- **Wybrany fragment**
+ + + +

Oględny zdaniem prezesa. Porażający według radnego
Radny Mariusz Brunka nie zostawił suchej nitki na planie finansowym basenu autorstwa prezesa Mariusza Palucha. Ten żąda przeprosin.
Okazuje się, że radny opozycji Mariusz Brunka zbyt poważnie potraktował plan finansowy miejskiej spółki, który otrzymali radni. W odpowiedzi na krytykę pisma autorstwa Mariusza Palucha, ten odpowiada, że był to dokument ogólny i w zasadzie trudno nazwać go analizą finansową.
Na sesji pod koniec stycznia Mariusz Brunka z Projektu Chojnicka Samorządność nie zostawił suchej nitki na autorze dokumentu pod nazwą „Plan finansowy zarządu Centrum Parku Chojnice na 2015 r.”. Mariuszowi Paluchowi zarzucił gwałt na ortografii, artymetyce i ekonomii. - Porażający dokument. Prezes używa słów, których nie rozumie – mówił radny, którego najbardziej poraziło, że niezbędną interwencję właścicielską oszacował aż na 2,3 mln zł. - Sfera wydawania to pierwsze cztery punkty. Klient jest na 5. miejscu. Ostatni jesteśmy my – jako plan pokrycia środków własnych – referował radny Brunka, zaznaczając, że takie żądania miejskich spółek trzeba ukrócić, by utrzymać w ryzach budżet miasta. A prezes spółki miejskiej w punkcie założenia makroekonomiczne ograniczył się do prośby o wsparcie z miasta. Nic dziwnego, bo jak wynika z planu finansowego, przychody ze sprzedaży indywidualnej nie pokryją nawet kosztów pracy. - Po takim dokumencie należałoby zastanowić się czy największym problemem jest może sam prezes tej instytucji – zakończył swoją wypowiedź.
Reklama | Czytaj dalej »

+ + + +

- **Podane informacje**

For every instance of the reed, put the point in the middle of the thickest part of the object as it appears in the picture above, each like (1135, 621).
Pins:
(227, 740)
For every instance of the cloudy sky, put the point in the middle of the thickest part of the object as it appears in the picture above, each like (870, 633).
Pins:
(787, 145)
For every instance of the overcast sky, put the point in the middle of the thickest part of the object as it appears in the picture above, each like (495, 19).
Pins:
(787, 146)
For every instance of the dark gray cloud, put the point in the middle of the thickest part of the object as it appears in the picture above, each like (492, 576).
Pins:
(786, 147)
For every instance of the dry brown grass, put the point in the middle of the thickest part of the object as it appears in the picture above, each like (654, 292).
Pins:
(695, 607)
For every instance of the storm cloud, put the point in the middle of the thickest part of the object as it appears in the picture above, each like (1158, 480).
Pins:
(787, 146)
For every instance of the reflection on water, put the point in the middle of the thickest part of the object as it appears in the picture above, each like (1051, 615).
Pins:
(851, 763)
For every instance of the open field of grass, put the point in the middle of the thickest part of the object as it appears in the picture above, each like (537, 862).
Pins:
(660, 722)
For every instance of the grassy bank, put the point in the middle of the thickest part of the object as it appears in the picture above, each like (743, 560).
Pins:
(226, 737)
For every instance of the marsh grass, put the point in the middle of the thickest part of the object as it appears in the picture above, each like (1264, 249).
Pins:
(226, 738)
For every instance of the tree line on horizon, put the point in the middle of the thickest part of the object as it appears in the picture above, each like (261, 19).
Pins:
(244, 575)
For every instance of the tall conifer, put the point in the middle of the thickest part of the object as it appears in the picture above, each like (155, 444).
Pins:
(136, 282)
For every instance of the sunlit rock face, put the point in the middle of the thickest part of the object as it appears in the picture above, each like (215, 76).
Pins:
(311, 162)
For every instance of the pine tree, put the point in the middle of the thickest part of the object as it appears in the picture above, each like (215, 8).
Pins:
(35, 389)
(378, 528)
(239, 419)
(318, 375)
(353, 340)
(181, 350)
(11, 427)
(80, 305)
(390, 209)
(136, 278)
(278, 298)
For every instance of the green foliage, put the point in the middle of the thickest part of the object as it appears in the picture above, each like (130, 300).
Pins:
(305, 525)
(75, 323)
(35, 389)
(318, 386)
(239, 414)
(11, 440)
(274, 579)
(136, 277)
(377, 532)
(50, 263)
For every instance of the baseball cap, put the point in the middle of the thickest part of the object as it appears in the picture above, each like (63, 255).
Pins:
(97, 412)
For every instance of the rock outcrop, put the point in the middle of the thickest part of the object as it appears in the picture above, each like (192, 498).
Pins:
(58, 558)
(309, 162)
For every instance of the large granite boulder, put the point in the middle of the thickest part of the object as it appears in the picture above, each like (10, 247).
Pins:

+ + + +

- **Zadanie pisemne**
Odpowiedz na podstawie artykułu o planie finansowym basenu:
(a) Jak Mariusz Paluch określił krytykowany dokument w odpowiedzi na zarzuty radnego?
(b) Na jaką kwotę prezes oszacował niezbędną interwencję właścicielską?
(c) Czego, jak wynika z planu finansowego, nie pokryją nawet przychody ze sprzedaży indywidualnej?

- **Pełna odpowiedź**
(a) Mariusz Paluch określił go jako dokument ogólny, który w zasadzie trudno nazwać analizą finansową.
(b) Prezes oszacował ją na 2,3 mln zł.
(c) Przychody ze sprzedaży indywidualnej nie pokryją nawet kosztów pracy.